----- Given records -----
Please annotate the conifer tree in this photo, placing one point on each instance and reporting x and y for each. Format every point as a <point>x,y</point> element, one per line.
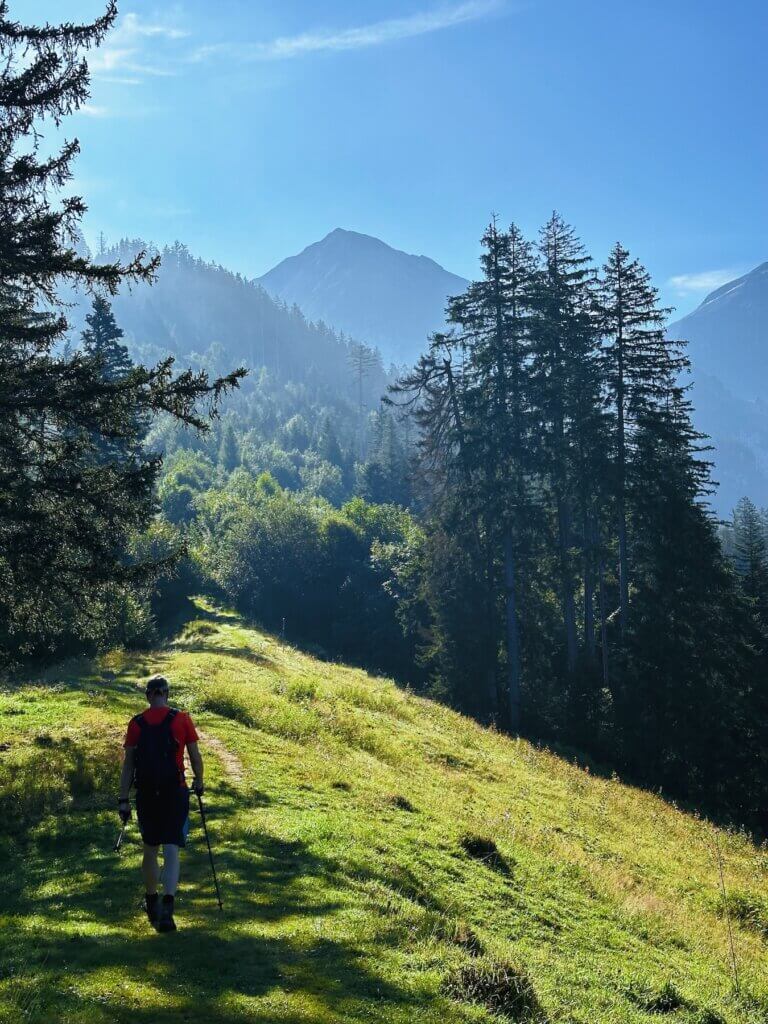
<point>751,556</point>
<point>228,450</point>
<point>641,367</point>
<point>564,345</point>
<point>101,341</point>
<point>65,516</point>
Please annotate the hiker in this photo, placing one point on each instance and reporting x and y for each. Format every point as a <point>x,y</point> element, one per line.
<point>155,762</point>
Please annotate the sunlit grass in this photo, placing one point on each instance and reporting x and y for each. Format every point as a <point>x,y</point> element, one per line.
<point>355,852</point>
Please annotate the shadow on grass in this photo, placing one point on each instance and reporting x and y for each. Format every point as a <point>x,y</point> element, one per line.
<point>195,645</point>
<point>88,901</point>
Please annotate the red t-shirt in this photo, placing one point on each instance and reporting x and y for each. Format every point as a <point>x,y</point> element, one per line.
<point>182,730</point>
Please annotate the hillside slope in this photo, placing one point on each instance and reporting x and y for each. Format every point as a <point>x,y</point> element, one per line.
<point>353,825</point>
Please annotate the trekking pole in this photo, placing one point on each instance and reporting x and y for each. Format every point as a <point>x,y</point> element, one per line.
<point>119,841</point>
<point>210,852</point>
<point>726,908</point>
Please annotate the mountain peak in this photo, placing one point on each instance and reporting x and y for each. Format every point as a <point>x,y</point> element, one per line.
<point>359,285</point>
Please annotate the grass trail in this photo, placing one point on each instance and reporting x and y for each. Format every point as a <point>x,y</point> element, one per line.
<point>381,859</point>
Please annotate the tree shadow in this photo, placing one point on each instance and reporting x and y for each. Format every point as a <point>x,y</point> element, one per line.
<point>89,897</point>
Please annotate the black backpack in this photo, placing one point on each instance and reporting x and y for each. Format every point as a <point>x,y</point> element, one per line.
<point>156,754</point>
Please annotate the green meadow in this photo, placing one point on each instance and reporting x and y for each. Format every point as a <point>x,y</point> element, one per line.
<point>381,858</point>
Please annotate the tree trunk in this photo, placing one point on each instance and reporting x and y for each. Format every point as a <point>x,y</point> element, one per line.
<point>603,622</point>
<point>513,635</point>
<point>568,603</point>
<point>589,589</point>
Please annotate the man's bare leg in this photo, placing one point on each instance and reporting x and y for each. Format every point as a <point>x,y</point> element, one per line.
<point>171,868</point>
<point>151,869</point>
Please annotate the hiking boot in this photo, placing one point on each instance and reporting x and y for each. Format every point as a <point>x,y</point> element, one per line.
<point>152,905</point>
<point>165,918</point>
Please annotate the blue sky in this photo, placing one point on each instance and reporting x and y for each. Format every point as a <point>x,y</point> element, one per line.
<point>250,128</point>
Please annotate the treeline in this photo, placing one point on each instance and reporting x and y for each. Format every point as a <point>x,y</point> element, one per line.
<point>571,577</point>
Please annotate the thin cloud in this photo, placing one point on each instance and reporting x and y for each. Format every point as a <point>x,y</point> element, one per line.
<point>93,111</point>
<point>707,281</point>
<point>340,40</point>
<point>136,49</point>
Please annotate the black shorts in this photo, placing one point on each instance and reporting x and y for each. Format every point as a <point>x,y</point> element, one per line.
<point>163,815</point>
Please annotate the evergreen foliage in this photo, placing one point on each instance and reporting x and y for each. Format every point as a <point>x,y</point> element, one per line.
-----
Exercise:
Can you give every line of the listing above as a Markdown table with the columns Number and Entry, skipping blank lines and leaving out the pictures?

Correct response:
| Number | Entry |
|---|---|
| 1 | Please annotate the conifer tree in this photo, placing one point on each instance and reporting x and y for each. Format every point as a <point>x,y</point> element, one per line. |
| 2 | <point>751,556</point> |
| 3 | <point>228,450</point> |
| 4 | <point>641,367</point> |
| 5 | <point>564,345</point> |
| 6 | <point>101,341</point> |
| 7 | <point>65,516</point> |
| 8 | Please annotate the hiker in this photo, placing one point on each instance and reporting x and y for each. Format every point as a <point>x,y</point> element, one per line. |
| 9 | <point>155,762</point> |
| 10 | Please annotate the sunlit grass in this photo, placing one point on each instance and reporting x and y for each. Format every point as a <point>x,y</point> element, one per line. |
| 11 | <point>355,852</point> |
| 12 | Please annotate the shadow on grass in this photo, placing one point on each instance and reporting x and y for each. Format every point as a <point>x,y</point> element, one per line. |
| 13 | <point>195,645</point> |
| 14 | <point>88,901</point> |
| 15 | Please annotate the red t-shirt in this photo, placing one point on each instance and reporting x and y for each. Format every point as a <point>x,y</point> element, one per line. |
| 16 | <point>182,730</point> |
| 17 | Please annotate the hillside slope in this photo, placing one point on each instance and reporting x and y for each. Format every point as a <point>x,y</point> element, one per line. |
| 18 | <point>353,825</point> |
| 19 | Please annotate the trekking pole in this photo, placing one point on each instance and reporting x and y for each. Format every point as a <point>x,y</point> element, one per line. |
| 20 | <point>119,841</point> |
| 21 | <point>210,852</point> |
| 22 | <point>726,908</point> |
| 23 | Please annotate the mountain peak in this photo, placing one point on each instance and reporting x and y for each. Format every point as a <point>x,y</point> element, one per line. |
| 24 | <point>359,285</point> |
| 25 | Please annotate the grass trail in this photo, placing one point on each instance and reporting x and y for each. Format every point as a <point>x,y</point> element, one per line. |
| 26 | <point>381,859</point> |
| 27 | Please annotate the tree shadow in this photo, placing one point on each instance and reporting x and y for each. Format every point as a <point>x,y</point> element, one per line. |
| 28 | <point>89,897</point> |
| 29 | Please annotate the black backpack in this photo, placing one point on each instance and reporting x and y for each. Format every point as a <point>x,y</point> element, one per line. |
| 30 | <point>156,754</point> |
| 31 | Please annotate the green meadow in this photo, placing one point on each instance and reporting x and y for each. Format every point as a <point>x,y</point> element, one per line. |
| 32 | <point>381,858</point> |
| 33 | Please annotate the tree trunk in this photo, placing one point on each instance and reporting x and y for each. Format every point as a <point>x,y</point> element, one per line. |
| 34 | <point>603,622</point> |
| 35 | <point>513,635</point> |
| 36 | <point>568,603</point> |
| 37 | <point>589,589</point> |
| 38 | Please annotate the man's bare leg in this photo, placing one point on each instance and reporting x and y for each. Format every point as a <point>x,y</point> element, one per line. |
| 39 | <point>171,868</point> |
| 40 | <point>151,869</point> |
| 41 | Please annotate the hiking boot in this photo, placing one point on each instance and reporting x and y for each. Format every point as a <point>x,y</point> element, one per line. |
| 42 | <point>152,905</point> |
| 43 | <point>165,918</point> |
| 44 | Please annotate the blue sky in this photo, placing one point on each instance and reporting x and y for each. Format every point as a <point>x,y</point> element, one per line. |
| 45 | <point>250,128</point> |
| 46 | Please annotate the treeline in this photo, placing one point on each instance and reporting x and y for each. Format every point as a <point>x,y</point> element, one per line. |
| 47 | <point>571,577</point> |
| 48 | Please annotate the thin cloud in this photo, placing one point on each instance and reporting x and y for each. Format every point as a <point>x,y</point> element, one per line. |
| 49 | <point>93,111</point> |
| 50 | <point>707,281</point> |
| 51 | <point>340,40</point> |
| 52 | <point>136,49</point> |
| 53 | Please annotate the black shorts in this photo, placing one point on each instance and reporting x and y for each. Format every point as a <point>x,y</point> element, one per line. |
| 54 | <point>163,815</point> |
| 55 | Please annotate the evergreen foliage in this photo, placing one point on each instance and reporting x and y for each. Format every point as a <point>x,y</point> element, one per line. |